Zu befolgende Anweisungen: Aktualisiere bitte die folgenden Daten: Ersetze überall „instance“ durch „occurrence“ und lass alles andere unverändert.

Datensatzauszüge:

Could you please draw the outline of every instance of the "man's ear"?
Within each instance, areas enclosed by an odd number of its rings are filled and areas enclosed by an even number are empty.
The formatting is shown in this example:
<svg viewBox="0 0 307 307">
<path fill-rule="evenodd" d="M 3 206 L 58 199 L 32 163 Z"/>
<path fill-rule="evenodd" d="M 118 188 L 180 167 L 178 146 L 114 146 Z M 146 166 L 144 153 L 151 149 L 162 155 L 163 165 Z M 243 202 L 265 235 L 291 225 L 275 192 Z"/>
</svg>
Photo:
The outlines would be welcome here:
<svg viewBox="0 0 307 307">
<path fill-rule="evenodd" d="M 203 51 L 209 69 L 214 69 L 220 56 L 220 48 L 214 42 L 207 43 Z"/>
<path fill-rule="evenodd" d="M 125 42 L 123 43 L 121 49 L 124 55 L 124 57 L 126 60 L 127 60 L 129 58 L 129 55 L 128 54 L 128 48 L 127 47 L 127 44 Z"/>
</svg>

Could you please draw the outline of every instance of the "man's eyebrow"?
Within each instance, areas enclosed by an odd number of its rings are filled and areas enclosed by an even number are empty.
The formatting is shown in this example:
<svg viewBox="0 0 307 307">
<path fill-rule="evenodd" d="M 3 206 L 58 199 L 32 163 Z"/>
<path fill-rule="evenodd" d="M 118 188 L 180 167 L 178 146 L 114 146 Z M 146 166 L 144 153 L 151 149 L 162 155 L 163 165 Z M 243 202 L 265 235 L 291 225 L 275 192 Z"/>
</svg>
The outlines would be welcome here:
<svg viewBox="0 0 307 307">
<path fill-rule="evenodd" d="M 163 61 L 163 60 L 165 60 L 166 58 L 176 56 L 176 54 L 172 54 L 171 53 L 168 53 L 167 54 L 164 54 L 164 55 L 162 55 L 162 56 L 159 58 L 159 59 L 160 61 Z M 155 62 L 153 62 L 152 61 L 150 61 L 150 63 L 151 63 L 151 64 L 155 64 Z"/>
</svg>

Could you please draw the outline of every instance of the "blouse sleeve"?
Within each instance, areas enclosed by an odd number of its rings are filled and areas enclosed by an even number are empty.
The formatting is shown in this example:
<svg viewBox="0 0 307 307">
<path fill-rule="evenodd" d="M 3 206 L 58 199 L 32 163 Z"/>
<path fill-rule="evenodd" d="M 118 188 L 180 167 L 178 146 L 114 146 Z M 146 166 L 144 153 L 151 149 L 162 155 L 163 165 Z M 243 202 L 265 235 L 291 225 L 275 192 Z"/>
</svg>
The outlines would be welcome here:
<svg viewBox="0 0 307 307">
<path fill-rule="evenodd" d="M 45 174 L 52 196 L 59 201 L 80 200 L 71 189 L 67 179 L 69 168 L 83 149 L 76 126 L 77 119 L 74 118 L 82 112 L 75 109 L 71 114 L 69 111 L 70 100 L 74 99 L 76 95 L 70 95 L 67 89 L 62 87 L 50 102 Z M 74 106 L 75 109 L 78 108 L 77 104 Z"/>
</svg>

Erledigte Aufgabe:
Could you please draw the outline of every occurrence of the "man's ear"?
Within each occurrence, areas enclosed by an odd number of its rings are filled and areas enclosed by an even number are empty.
The formatting is shown in this example:
<svg viewBox="0 0 307 307">
<path fill-rule="evenodd" d="M 3 206 L 58 199 L 32 163 Z"/>
<path fill-rule="evenodd" d="M 118 188 L 180 167 L 178 146 L 114 146 Z M 146 166 L 144 153 L 151 149 L 162 155 L 163 165 Z M 243 202 L 265 235 L 291 225 L 275 192 Z"/>
</svg>
Photo:
The outlines would be welcome here:
<svg viewBox="0 0 307 307">
<path fill-rule="evenodd" d="M 203 51 L 209 69 L 214 69 L 220 56 L 220 48 L 214 42 L 207 43 Z"/>
<path fill-rule="evenodd" d="M 125 42 L 123 43 L 121 49 L 124 55 L 124 57 L 126 60 L 127 60 L 129 58 L 129 55 L 128 54 L 128 48 L 127 47 L 127 44 Z"/>
</svg>

Could you please draw the outline of every occurrence of the "man's eyebrow"?
Within each occurrence, areas enclosed by an odd number of its rings are filled and areas enclosed by an even number are empty.
The formatting is shown in this example:
<svg viewBox="0 0 307 307">
<path fill-rule="evenodd" d="M 3 206 L 58 199 L 32 163 Z"/>
<path fill-rule="evenodd" d="M 118 188 L 180 167 L 178 146 L 114 146 Z M 146 166 L 144 153 L 151 149 L 162 155 L 163 165 Z M 243 202 L 265 235 L 291 225 L 275 192 Z"/>
</svg>
The outlines would be welcome here:
<svg viewBox="0 0 307 307">
<path fill-rule="evenodd" d="M 163 61 L 163 60 L 165 60 L 166 58 L 176 56 L 176 54 L 172 54 L 171 53 L 168 53 L 167 54 L 164 54 L 164 55 L 162 55 L 162 56 L 159 58 L 159 59 L 160 61 Z M 155 62 L 153 62 L 152 61 L 150 61 L 150 63 L 151 63 L 151 64 L 155 64 Z"/>
</svg>

Could you please draw the outline of every occurrence of the "blouse sleeve"?
Within each occurrence, areas enclosed by an odd number of its rings are filled and areas enclosed by an even number are empty.
The formatting is shown in this example:
<svg viewBox="0 0 307 307">
<path fill-rule="evenodd" d="M 3 206 L 58 199 L 32 163 Z"/>
<path fill-rule="evenodd" d="M 118 188 L 180 167 L 178 146 L 114 146 Z M 146 166 L 144 153 L 151 149 L 162 155 L 163 165 Z M 243 202 L 265 235 L 291 225 L 275 192 Z"/>
</svg>
The outlines would be welcome here:
<svg viewBox="0 0 307 307">
<path fill-rule="evenodd" d="M 45 174 L 52 196 L 59 201 L 80 200 L 71 189 L 67 179 L 69 168 L 83 149 L 76 126 L 77 119 L 74 118 L 82 112 L 75 109 L 71 114 L 69 111 L 70 100 L 74 99 L 76 95 L 70 95 L 67 89 L 62 87 L 50 102 Z M 74 106 L 75 109 L 78 108 L 77 104 Z"/>
</svg>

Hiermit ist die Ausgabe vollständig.